Data records
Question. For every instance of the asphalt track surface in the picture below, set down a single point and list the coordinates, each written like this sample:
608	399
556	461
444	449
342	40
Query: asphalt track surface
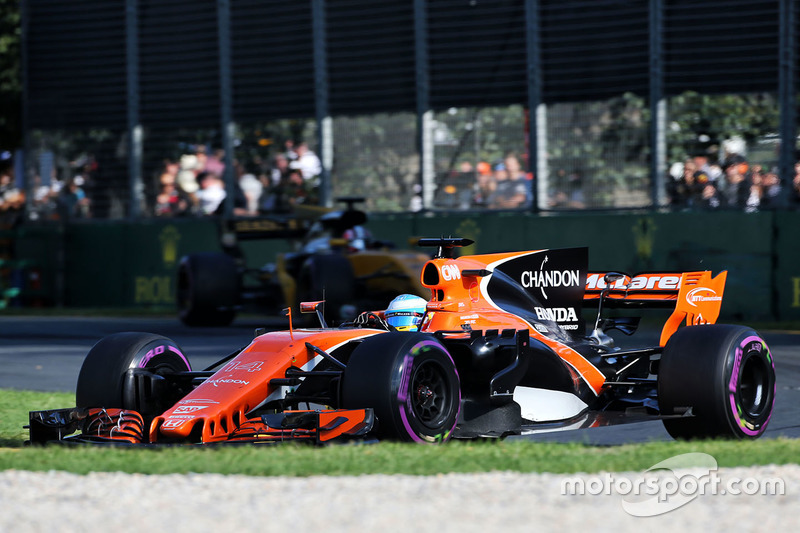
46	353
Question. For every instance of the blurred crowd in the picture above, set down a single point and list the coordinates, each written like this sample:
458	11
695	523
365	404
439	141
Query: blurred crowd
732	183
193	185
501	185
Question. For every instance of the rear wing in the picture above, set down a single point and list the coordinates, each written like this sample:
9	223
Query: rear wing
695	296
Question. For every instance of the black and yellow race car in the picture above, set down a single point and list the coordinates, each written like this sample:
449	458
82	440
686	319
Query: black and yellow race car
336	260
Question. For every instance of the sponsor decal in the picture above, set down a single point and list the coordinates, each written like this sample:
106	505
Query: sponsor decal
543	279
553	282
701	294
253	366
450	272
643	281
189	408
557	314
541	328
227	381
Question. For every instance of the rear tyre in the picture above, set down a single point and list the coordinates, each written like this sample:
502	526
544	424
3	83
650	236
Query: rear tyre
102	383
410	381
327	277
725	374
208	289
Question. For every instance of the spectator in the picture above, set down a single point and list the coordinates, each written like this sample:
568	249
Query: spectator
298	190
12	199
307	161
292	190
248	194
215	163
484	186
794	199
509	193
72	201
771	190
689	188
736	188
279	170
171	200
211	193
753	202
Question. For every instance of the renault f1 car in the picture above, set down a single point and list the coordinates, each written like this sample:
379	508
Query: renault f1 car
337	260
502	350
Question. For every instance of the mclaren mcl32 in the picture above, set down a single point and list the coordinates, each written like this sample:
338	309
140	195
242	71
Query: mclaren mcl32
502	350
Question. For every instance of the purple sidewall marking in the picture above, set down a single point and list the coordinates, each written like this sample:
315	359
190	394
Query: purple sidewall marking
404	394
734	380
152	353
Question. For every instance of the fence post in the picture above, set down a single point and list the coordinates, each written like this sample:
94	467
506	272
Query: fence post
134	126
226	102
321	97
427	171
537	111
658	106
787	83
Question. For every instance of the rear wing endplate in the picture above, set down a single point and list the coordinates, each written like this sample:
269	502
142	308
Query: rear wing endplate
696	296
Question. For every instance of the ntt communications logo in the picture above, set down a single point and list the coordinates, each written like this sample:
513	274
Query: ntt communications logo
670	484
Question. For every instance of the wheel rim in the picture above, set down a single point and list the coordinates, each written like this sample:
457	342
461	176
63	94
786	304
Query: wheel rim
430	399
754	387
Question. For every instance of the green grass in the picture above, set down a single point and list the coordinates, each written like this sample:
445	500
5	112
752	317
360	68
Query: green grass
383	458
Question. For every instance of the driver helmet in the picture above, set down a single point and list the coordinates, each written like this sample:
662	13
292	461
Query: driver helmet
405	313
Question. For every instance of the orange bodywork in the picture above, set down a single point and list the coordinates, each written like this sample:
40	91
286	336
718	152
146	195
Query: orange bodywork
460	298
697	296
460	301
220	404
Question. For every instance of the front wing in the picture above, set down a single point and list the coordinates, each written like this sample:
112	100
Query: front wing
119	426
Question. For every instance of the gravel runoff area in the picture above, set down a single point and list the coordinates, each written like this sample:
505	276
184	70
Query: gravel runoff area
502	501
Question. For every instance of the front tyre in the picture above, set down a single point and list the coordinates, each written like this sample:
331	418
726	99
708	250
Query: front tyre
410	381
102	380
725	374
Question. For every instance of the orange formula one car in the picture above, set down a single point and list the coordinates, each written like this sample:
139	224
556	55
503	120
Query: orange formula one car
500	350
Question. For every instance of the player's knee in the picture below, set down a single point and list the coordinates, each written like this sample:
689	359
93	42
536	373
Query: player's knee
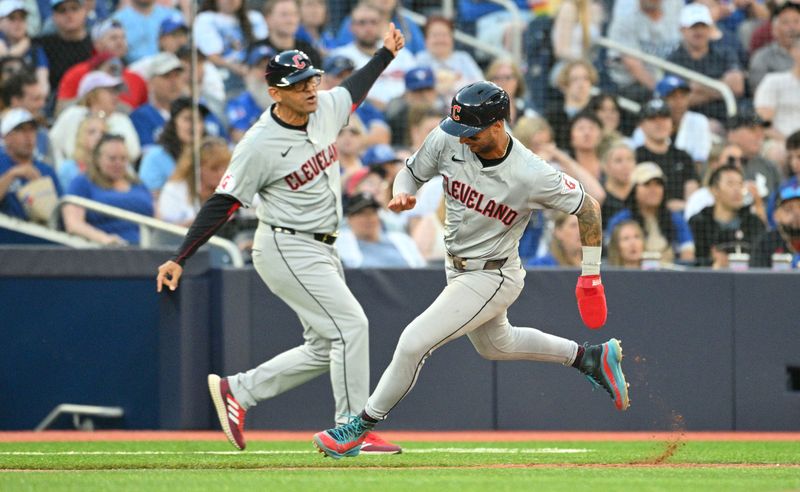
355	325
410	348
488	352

Task statement
What is needed here is an exact transcript of the data above, pictures excluded.

Answer section
Question. For every instance of the asphalt track surface in the picture below, set down a single point and list the coordinates, each written like this sample:
608	399
556	461
444	449
342	40
Query: asphalt track surface
46	353
Question. For every instance of the blurred crowd in the picture above, set down a single point and list the coordinates, each written like this sample:
458	11
695	523
365	404
439	141
Query: blurred crowd
732	183
193	185
501	185
Question. For every instance of the rear wing in the picture above, set down a single point and list the coordinates, each written like this sample:
9	223
Query: rear wing
695	296
Question. For every instance of the black and yellow race car in the picture above, set down a single point and list the coordinates, each written like this sample:
449	458
82	440
686	319
Query: black and yellow race car
336	260
Question. For every instance of the sponsor decal in the picture above, set down a single point and list the coordinates, each written like this sample:
106	505
Query: sponsor decal
543	279
553	282
701	294
253	366
450	272
643	281
189	408
557	314
541	328
227	381
Question. For every instance of the rear tyre in the picture above, set down a single point and list the coordinates, each written like this sample:
502	526
544	424
3	83
650	236
Query: rear tyre
102	383
410	381
327	277
725	374
208	289
Question. For every instance of the spectator in the picture above, set down a single point and list the coordinates, each written like this sample:
568	249
Query: spectator
298	190
12	199
307	161
292	190
248	194
215	163
484	186
794	199
509	193
72	201
771	190
689	188
736	188
279	170
171	200
211	193
753	202
Question. For every instance of the renault f1 car in the picture above, set down a single point and list the coordinates, each written like this sample:
379	508
Query: renault f1 car
337	260
502	350
Question. For every instance of the mclaren mcl32 in the picture above, set down a single point and list the coordinates, each written like this sample:
338	309
140	195
242	71
Query: mclaren mcl32
502	350
Question. For every instance of the purple sidewall marking in the picture above, set down a single point and list the coordinates, each written like this sample:
315	359
190	394
Query: purple sidewall marking
404	394
734	380
152	353
Question. For every instance of the fence post in the picture above, set down a single point and list the coordinates, each written like this sample:
94	467
506	272
Query: fence post
134	126
226	102
321	97
427	171
537	111
658	106
787	83
Question. For every instance of the rear wing endplate in the picture above, set down a single point and list the coordinates, each written like this sample:
269	502
142	308
Query: rear wing endplate
696	296
Question. For every instance of the ntt communications logo in the picture above, set down a single point and list the coordinates, each written like this sample:
513	274
Query: ntt communications logo
670	484
Question. For every instance of the wheel rim in the picture above, set down a single point and list the coordinates, each written like this sample:
457	342
461	176
63	94
786	304
Query: wheel rim
430	399
754	387
Question. For every instance of the green grass in the picture above, set down a single point and list the coordinates, each written like this sample:
445	500
5	112
752	317
360	68
Query: green grass
383	458
Question. For every instance of the driver helmet in the picture above, set down a single point and list the coordinates, each written like this sample:
662	13
292	461
Query: driver helmet
405	313
Question. For every instance of the orange bodywork in the picture above, set down a single point and list the coordinates, each written like this sample:
40	91
286	336
718	152
146	195
Query: orange bodywork
460	298
697	296
460	301
220	404
Question. For every instance of the front wing in the picture above, set down a single point and list the coordinates, each written like this sample:
112	100
Query: front wing
119	426
Question. For every instance of the gravel runoff area in the picture above, set down a single point and list the coordinates, each written like this sample:
505	276
184	70
Query: gravel runoff area
502	501
Question. For every instance of the front tyre in the picture above, set down a single point and list the coordinates, each written like this sample:
331	418
726	99
708	250
Query: front tyre
410	381
102	380
725	374
Question. For every instance of the orange formula one car in the picture above, set down a single point and list the coordinates, each written like this sample:
139	224
556	55
503	120
Query: orange formula one car
500	350
Question. For every instance of the player's knee in the picture below, set down a single point and list the coordinates, each written like this sample:
689	359
93	42
536	373
Query: player's knee
355	325
410	348
488	352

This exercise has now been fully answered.